*Text provided*.
Brain waves respond to subtle psychophysiological conditions, such as whether the eyes are open or closed, whether or not we are speaking, and the content of our thoughts. At BRI, neurofeedback training generally aims first at reducing activity in the 13-35 Hz bandwidth (Beta-Gamma). This bandwidth typically characterizes our waking state and often accompanies unnecessary tension we habitually carry in our bodies. When a client becomes familiar with how this bandwidth feels, he or she can recognize it and move out of it to accomplish certain goals, for example, to relax. When the client has learned to reduce activity in the beta and gamma bandwidths, training is continued to enhance the production of alpha activity. When the client has learned how to generate increased alpha activity, training moves on to encourage the client's ability to generate theta waves.

Stored records
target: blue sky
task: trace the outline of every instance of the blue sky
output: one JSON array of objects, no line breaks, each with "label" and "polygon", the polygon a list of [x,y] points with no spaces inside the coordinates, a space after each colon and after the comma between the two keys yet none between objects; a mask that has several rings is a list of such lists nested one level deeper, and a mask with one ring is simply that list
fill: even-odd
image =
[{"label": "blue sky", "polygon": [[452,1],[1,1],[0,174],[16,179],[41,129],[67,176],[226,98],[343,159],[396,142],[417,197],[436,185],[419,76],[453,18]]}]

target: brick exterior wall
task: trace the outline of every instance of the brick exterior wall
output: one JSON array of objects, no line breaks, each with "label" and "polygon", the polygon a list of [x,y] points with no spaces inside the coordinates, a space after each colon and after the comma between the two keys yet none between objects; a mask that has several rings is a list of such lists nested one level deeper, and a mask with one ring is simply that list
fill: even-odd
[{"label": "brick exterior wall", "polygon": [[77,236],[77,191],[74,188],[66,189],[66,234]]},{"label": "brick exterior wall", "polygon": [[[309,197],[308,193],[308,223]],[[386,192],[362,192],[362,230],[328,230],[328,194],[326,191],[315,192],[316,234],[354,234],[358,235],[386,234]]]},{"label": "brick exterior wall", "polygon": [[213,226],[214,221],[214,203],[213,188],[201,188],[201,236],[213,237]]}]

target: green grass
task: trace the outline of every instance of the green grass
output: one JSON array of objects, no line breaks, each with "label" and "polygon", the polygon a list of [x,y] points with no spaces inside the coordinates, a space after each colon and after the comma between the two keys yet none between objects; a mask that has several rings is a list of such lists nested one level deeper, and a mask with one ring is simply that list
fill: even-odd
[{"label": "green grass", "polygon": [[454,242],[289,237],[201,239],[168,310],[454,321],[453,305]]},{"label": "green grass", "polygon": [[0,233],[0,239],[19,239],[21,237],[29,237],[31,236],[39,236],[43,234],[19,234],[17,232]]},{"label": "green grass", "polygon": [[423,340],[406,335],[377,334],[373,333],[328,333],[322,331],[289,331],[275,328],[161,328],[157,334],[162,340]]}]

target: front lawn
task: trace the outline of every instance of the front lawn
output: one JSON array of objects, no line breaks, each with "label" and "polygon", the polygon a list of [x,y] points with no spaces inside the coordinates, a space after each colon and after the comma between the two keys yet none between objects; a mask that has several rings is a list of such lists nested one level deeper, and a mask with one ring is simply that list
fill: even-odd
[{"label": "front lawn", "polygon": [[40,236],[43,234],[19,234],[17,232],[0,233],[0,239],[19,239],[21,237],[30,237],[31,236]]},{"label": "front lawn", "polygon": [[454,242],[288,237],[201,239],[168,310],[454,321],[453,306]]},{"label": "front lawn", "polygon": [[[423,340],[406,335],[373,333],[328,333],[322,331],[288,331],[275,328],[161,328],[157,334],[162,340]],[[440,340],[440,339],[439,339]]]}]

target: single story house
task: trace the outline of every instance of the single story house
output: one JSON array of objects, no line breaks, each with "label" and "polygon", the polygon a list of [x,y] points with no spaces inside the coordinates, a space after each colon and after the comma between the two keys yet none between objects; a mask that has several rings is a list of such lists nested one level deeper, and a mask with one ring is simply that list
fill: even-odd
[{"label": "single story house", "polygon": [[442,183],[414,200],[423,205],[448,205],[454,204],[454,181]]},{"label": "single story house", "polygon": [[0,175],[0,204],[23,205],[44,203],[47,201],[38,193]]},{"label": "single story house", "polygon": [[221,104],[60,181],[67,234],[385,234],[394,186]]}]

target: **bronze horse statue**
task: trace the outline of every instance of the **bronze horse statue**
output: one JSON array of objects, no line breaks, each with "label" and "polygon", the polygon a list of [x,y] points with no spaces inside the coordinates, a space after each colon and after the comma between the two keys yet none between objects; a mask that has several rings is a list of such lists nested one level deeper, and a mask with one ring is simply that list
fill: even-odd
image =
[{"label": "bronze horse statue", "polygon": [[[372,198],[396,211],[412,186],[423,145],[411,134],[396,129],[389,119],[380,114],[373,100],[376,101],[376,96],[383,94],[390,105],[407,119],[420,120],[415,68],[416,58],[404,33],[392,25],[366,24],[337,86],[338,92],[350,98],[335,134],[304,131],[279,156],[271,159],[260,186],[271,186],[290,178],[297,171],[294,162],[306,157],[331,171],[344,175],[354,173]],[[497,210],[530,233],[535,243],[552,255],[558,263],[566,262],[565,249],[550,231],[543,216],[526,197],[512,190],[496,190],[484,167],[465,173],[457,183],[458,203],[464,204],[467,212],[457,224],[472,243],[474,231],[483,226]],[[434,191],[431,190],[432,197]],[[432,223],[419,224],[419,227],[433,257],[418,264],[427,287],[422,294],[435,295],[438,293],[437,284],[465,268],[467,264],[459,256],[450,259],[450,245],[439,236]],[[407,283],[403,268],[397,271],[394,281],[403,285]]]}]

*Task objective*. State whether each statement agrees with the neurofeedback text: (a) BRI's training generally begins by reducing activity in the 13-35 Hz bandwidth; (b) training on theta waves precedes training on alpha activity; (c) the 13-35 Hz bandwidth typically characterizes sleep. For each, answer yes or no and quote the deciding words of the text. The stored records are not required for this exercise.

*Solution to this exercise*.
(a) Yes: "neurofeedback training generally aims first at reducing activity in the 13-35 Hz bandwidth (Beta-Gamma)."
(b) No: "When the client has learned how to generate increased alpha activity, training moves on to encourage the client's ability to generate theta waves."
(c) No: "This bandwidth typically characterizes our waking state"